→ **Task prompt**: All the data should be transcribed exactly, with every line kept.

→ **Provided records**:
══════════

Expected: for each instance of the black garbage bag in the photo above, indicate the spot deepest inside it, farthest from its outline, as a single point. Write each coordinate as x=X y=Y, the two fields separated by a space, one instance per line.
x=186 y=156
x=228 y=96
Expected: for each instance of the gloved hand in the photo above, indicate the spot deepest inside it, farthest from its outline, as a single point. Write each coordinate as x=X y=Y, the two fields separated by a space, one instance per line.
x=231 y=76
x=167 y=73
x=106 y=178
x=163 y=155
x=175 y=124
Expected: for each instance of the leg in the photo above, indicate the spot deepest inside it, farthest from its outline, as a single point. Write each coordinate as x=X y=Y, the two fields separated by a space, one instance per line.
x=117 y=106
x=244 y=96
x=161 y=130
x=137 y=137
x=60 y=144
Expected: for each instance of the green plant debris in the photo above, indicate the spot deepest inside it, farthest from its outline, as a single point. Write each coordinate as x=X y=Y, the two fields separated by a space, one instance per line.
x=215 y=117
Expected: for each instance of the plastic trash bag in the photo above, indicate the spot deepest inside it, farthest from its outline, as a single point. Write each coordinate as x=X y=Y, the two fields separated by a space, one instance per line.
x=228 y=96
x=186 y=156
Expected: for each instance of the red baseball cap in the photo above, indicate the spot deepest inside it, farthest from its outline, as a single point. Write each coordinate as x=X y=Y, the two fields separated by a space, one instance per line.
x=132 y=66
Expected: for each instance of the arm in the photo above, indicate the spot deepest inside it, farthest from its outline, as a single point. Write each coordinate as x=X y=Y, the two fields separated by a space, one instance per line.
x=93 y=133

══════════

→ **Response for this exercise**:
Expected: for each instance of the black garbage bag in the photo above, indicate the spot deepest inside it, farthest from its outline, as a single point. Write each coordinate as x=X y=Y, the two fields separated by a space, one instance per line.
x=186 y=156
x=228 y=96
Expected: for each instance of the gloved hand in the photo above, indicate the spot deepest inside it, farthest from its outline, as a single point. Write each coordinate as x=X y=Y, the two fields separated by a space, one instance per line.
x=231 y=76
x=167 y=73
x=106 y=178
x=163 y=155
x=175 y=124
Expected: for each instance of the leg in the photo above, indicate the spot deepest inside it, farthest from its outline, as a single point. Write each coordinate as x=X y=Y, the two fields separated by a space, one instance per line.
x=117 y=106
x=244 y=96
x=161 y=130
x=137 y=137
x=60 y=144
Expected: for each instance of the green plant debris in the photo above, indicate the spot deepest inside it, farthest from its outline, as a single point. Write each coordinate as x=X y=Y, the two fields separated by a space, one instance per line.
x=215 y=117
Expected: for each instance of the plastic trash bag in the photo above, indicate the spot deepest inside it, farthest from its outline, as a single point. Write each coordinate as x=X y=Y, the two fields separated by a space, one instance per line.
x=228 y=96
x=186 y=156
Expected: for each instance of the red baseball cap in the photo above, indicate the spot deepest inside it, farthest from its outline, as a single point. Write each coordinate as x=X y=Y, the two fields separated by a space, one instance per line.
x=132 y=66
Expected: for each instance of the arm in the photo above, indicate the spot deepest inside it, farthest from its outline, as a single point. Write each coordinate as x=X y=Y, the two fields separated by a space, one instance per line.
x=93 y=133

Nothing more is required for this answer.